• [Instructions for the task]:
Revise the material below by replacing "pixel coordinates" with "point coordinates" at every occurrence and leaving all other text as it stands. Omit the pictures from your answer.

— Begin Exercise input —

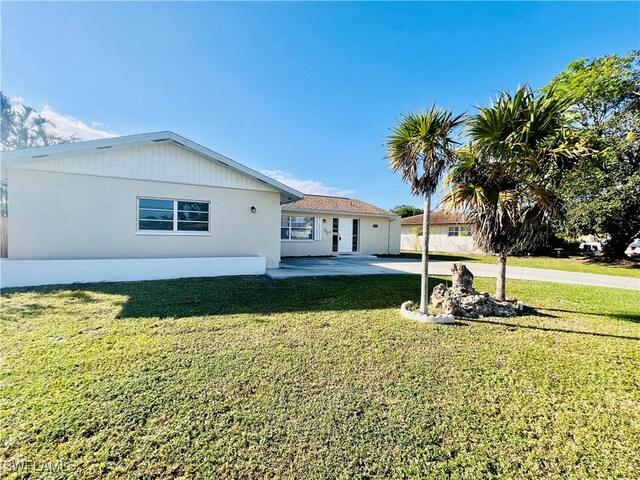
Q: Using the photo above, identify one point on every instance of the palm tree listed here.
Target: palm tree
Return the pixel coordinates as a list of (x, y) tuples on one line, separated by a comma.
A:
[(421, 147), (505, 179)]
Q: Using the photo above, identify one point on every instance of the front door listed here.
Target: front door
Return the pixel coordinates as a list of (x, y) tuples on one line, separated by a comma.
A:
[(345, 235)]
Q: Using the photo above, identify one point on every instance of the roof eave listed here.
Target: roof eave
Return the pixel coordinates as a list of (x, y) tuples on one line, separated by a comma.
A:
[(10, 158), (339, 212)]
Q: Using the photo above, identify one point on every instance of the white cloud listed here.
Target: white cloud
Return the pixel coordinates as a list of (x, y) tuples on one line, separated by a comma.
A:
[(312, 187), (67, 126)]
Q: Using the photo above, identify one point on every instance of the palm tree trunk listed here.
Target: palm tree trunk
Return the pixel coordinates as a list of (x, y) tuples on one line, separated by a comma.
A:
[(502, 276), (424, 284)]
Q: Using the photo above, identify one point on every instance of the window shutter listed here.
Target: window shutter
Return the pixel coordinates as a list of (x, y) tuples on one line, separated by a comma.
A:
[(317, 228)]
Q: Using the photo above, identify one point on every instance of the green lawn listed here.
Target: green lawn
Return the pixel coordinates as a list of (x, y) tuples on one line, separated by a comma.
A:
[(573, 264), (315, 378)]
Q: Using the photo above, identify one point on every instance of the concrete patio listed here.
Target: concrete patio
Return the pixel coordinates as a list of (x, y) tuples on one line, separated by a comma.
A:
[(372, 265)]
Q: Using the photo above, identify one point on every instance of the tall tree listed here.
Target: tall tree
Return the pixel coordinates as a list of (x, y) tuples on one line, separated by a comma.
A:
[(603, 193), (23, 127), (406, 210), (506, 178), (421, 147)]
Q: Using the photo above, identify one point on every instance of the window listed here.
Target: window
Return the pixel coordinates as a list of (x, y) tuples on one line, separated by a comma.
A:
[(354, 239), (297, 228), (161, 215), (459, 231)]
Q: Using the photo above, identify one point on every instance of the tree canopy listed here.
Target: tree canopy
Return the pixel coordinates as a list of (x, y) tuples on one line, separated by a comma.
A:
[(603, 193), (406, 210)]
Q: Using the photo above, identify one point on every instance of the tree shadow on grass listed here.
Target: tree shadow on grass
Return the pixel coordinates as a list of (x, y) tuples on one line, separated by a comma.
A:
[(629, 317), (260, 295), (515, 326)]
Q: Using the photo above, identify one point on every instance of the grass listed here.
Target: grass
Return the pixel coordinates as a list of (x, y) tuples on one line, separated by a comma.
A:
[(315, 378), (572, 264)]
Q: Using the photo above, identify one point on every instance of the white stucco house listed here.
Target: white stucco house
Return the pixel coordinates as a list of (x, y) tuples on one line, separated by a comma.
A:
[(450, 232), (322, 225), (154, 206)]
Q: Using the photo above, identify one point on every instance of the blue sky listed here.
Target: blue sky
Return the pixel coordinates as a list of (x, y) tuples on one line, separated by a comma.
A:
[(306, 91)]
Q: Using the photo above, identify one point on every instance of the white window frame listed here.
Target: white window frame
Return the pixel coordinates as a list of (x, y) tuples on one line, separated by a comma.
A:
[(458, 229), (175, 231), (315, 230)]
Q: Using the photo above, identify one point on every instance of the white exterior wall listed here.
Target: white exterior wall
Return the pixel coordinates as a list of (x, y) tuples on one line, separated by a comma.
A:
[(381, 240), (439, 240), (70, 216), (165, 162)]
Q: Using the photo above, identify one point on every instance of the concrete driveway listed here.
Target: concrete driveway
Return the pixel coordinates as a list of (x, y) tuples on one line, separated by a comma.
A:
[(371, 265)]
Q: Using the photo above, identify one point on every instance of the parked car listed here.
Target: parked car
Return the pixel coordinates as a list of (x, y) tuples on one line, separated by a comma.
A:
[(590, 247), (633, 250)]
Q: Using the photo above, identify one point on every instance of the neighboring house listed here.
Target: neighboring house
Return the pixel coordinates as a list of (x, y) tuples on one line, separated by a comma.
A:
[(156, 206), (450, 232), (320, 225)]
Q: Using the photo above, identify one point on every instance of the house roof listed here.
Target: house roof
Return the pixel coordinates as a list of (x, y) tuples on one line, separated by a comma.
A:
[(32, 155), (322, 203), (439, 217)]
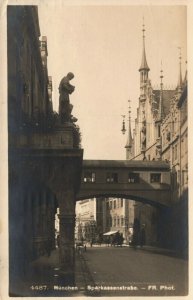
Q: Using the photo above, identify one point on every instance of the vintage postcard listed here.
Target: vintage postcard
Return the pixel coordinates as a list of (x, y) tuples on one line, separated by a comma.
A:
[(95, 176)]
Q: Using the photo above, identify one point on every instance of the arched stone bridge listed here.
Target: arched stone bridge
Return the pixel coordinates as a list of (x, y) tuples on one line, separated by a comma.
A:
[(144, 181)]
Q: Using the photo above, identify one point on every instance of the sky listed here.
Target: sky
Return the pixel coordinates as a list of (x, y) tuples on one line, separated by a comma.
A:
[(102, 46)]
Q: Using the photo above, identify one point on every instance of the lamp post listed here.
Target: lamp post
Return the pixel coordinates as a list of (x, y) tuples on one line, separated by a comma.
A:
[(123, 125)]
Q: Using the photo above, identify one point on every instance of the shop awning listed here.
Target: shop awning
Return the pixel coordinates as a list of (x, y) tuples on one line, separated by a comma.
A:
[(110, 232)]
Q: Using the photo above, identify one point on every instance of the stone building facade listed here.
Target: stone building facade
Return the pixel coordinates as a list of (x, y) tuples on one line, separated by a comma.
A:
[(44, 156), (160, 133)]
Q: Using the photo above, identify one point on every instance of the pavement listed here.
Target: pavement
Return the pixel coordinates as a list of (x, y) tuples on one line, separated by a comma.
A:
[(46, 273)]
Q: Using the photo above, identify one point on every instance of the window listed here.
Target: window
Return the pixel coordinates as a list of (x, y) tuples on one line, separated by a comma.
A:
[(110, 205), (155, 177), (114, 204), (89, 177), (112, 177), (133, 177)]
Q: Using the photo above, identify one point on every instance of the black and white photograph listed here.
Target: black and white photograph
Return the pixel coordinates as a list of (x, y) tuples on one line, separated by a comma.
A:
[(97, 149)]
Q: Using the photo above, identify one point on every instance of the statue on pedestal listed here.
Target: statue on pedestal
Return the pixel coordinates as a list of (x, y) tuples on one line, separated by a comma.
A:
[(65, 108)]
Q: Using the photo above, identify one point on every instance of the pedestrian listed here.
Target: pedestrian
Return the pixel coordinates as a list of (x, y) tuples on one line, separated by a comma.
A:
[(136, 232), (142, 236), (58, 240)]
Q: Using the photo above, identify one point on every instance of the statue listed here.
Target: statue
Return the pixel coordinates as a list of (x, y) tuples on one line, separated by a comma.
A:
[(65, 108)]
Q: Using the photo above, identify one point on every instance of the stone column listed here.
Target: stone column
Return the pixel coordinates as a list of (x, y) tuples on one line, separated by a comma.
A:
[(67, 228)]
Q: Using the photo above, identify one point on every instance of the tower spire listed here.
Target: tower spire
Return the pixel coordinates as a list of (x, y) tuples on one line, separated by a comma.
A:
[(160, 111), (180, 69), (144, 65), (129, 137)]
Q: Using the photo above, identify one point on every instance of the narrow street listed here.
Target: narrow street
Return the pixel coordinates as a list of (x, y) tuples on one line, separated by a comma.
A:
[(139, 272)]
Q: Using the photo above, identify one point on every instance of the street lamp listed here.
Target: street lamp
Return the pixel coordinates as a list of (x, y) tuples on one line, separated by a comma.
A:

— End Exercise input —

• [Result of the task]:
Q: Using the photo above, identify one point on every instance of the palm tree listed here.
Target: palm tree
Return the point coordinates as a list of (x, y) tuples on one line, separated by a comma.
A:
[(421, 147), (505, 179)]
Q: Using the photo above, identify one point on every instance of the front door listed here.
Target: front door
Return the point coordinates as a list of (x, y) tuples on one line, separated by a comma.
A:
[(345, 235)]
Q: Using the photo above, identify one point on every instance of the roof eave listed here.
Target: roof eave
Return the point coordinates as a list of (x, y) tuples on one line, separated by a comma.
A:
[(10, 158), (339, 212)]
Q: Using the photo above, identify one point on every instance of the white cloud listed here.
Target: white cloud
Return the point coordinates as a list of (x, y) tuples on one line, separated by a comma.
A:
[(312, 187), (67, 126)]
Q: Using the photo above, identify one point on every instance of the palm tree trunk listed here.
Target: palm tree trunk
Return the point coordinates as a list of (x, y) tuples on one line, separated by a comma.
A:
[(502, 276), (424, 284)]
Q: Using the photo above, identify one point on every instance of the window shutter listed here.
Target: window shutter
Return the point coordinates as a list of (x, y) tuples on one line, separated by a comma.
A:
[(317, 228)]
Q: Using the photo above, identify one point on every instance of the green lawn listed here.
Target: green lawn
Return the point coordinates as a list of (x, y) tuples on one line, separated by a comma.
A:
[(573, 264), (315, 378)]
Q: Using the photo above, identify one point on every instance of the concrete patio listed here.
Target: concrete patio
Return the point coordinates as a list of (x, y) tuples on one line, separated by a comma.
A:
[(372, 265)]
Q: Using the photo above, identify one point on every instance of the tall tree listed here.
Target: tall tree
Return the point coordinates as a list of (x, y) tuples on one line, separated by a comma.
A:
[(603, 193), (23, 127), (406, 210), (506, 178), (421, 147)]
Q: Using the photo above, identify one point on every instance of the window listed here.
Target: window
Return the point coordinates as a list of (x, y) tuples on one line, separated by a comma.
A:
[(354, 239), (297, 228), (161, 215), (459, 231)]
Q: Using the photo above, identify one point on every instance of the tree canopy listed here.
Target: tree canopy
Return the point coordinates as a list of (x, y) tuples on one line, separated by a comma.
A:
[(603, 193), (406, 210)]
Q: Using the photo above, identify one point on every instance of the tree shadow on grass listed here.
Target: tree shadow on grass
Return the point coordinates as a list of (x, y) tuples on one line, separated by a comma.
A:
[(629, 317), (260, 295), (515, 326)]
Q: Using the photo above, identify one point on every instance of the grass listed here.
Target: grass
Return the point coordinates as a list of (x, y) tuples on one line, separated by a comma.
A:
[(315, 378), (572, 264)]
Q: Using the photo above, identify one point on every instance of the white stucco house listed here.
Target: white stucco house
Return the point coordinates as a list of (x, y) tuples on one line, separated by a comma.
A:
[(450, 232), (322, 225), (154, 206)]
Q: Using the photo above, identify one point on every instance of the blue sky listed here.
Target: blue sky
Return the point coordinates as a list of (x, y) tuples on one line, separated by a comma.
A:
[(306, 91)]
Q: Using the photo above, identify one point on every instance of the white window frame listed here.
Target: white window frame
Return the point coordinates as a list of (x, y) tuples on one line, separated by a comma.
A:
[(458, 229), (175, 231), (315, 230)]
Q: Using the photo above, identify one point on every instance of the white exterior wall listed here.
Target: white exterior wall
Return the point coordinates as a list of (x, y) tuples on one line, separated by a comma.
A:
[(381, 240), (439, 240), (70, 216), (165, 162)]
Q: Using the photo above, identify one point on every instance of the concrete driveway listed here.
Target: concrete driveway
Return the point coordinates as a list of (x, y) tuples on one line, separated by a comma.
A:
[(371, 265)]
Q: Using the photo above, identify one point on every instance of the parked car listed here.
Target: parked car
Return the point coordinates as a list of (x, y) tuples on one line, separated by a comma.
A:
[(590, 247), (633, 250)]
Q: Using the photo above, identify one point on every instance of the neighboring house listed here.
Target: neighboring house
Return the point coordinates as a list of (x, y) tuples on one line, separated by a comma.
A:
[(156, 206), (450, 232), (320, 225)]
Q: Using the photo above, identify one point on every instance of the house roof listed here.
Target: house roof
Return the point coordinates as a list of (x, y) tuples on one line, separated by a comma.
A:
[(32, 155), (322, 203), (439, 217)]
Q: Using the photo above, identify one point on every instance of the vintage postcard listed here.
Target: vintage postcard
Return the point coordinates as a list of (x, y) tuples on one line, separated by a comma.
A:
[(95, 176)]
Q: Using the photo above, identify one point on every instance of the arched stone bridge listed here.
Target: arched stone bridge
Return the point coordinates as a list of (x, y) tuples on one line, separated by a comma.
A:
[(144, 181)]
Q: Using the photo above, identify one point on every instance of the sky listed here.
Target: sky
Return the point coordinates as a list of (x, y) tuples on one line, separated by a comma.
A:
[(102, 46)]
Q: Using the photo above, identify one point on every instance of the lamp post listed here.
Target: lamp post
Return the point coordinates as a list of (x, y) tuples on one line, separated by a comma.
A:
[(123, 125)]
Q: Using the photo above, identify one point on every instance of the shop awning listed here.
Target: shop awning
Return the point coordinates as a list of (x, y) tuples on one line, separated by a comma.
A:
[(110, 232)]
Q: Using the photo above, identify one point on every instance of the stone building facade listed here.
Target: stone building facade
Return the point coordinates as a list of (x, y) tuples on one line, separated by a comma.
A:
[(44, 156), (160, 133)]
Q: Using the photo above, identify one point on every instance of the pavement listed here.
Target: pavement
Return the point coordinates as a list of (x, y) tuples on one line, separated by a comma.
A:
[(46, 273)]
Q: Using the photo above, identify one point on every instance of the window listed here.
Target: window
Return the point coordinates as a list of (x, y) tuples on one line, separated by a comma.
A:
[(110, 205), (155, 177), (114, 204), (89, 177), (112, 177), (133, 177)]
Q: Using the photo above, identify one point on every instance of the black and white photograph listed here.
Target: black and white photograph
Return the point coordinates as a list of (x, y) tuples on one line, separated by a comma.
A:
[(97, 149)]
Q: Using the photo above, identify one point on every instance of the statue on pedestal listed here.
Target: statue on pedestal
Return the point coordinates as a list of (x, y) tuples on one line, separated by a comma.
A:
[(65, 108)]
Q: Using the photo above, identify one point on every instance of the pedestrian listed here.
Target: pedestrian
Return the point coordinates as a list of (x, y) tuples on one line, separated by a comma.
A:
[(136, 232), (142, 236), (58, 240)]
Q: Using the photo above, identify one point on every instance of the statue listed here.
Target: statue
Return the point coordinates as a list of (x, y) tuples on one line, separated by a comma.
A:
[(65, 108)]
Q: Using the photo above, identify one point on every instance of the stone column listed here.
Target: stone column
Return the point coordinates as a list of (x, y) tuples on one line, separated by a comma.
A:
[(67, 228)]
Q: Using the photo above, identify one point on every instance of the tower spire listed here.
Target: tower spire
Return the point coordinates as a list of (x, y) tuples on one line, separated by a comma.
A:
[(160, 111), (180, 69), (144, 65), (129, 137)]
Q: Using the photo above, identify one point on every instance of the narrow street listed here.
Target: narrow street
Return the point coordinates as a list of (x, y) tuples on one line, separated by a comma.
A:
[(139, 272)]
Q: Using the photo above, identify one point on every instance of the street lamp listed here.
Target: street lamp
Return the point coordinates as a list of (x, y) tuples on one line, separated by a comma.
A:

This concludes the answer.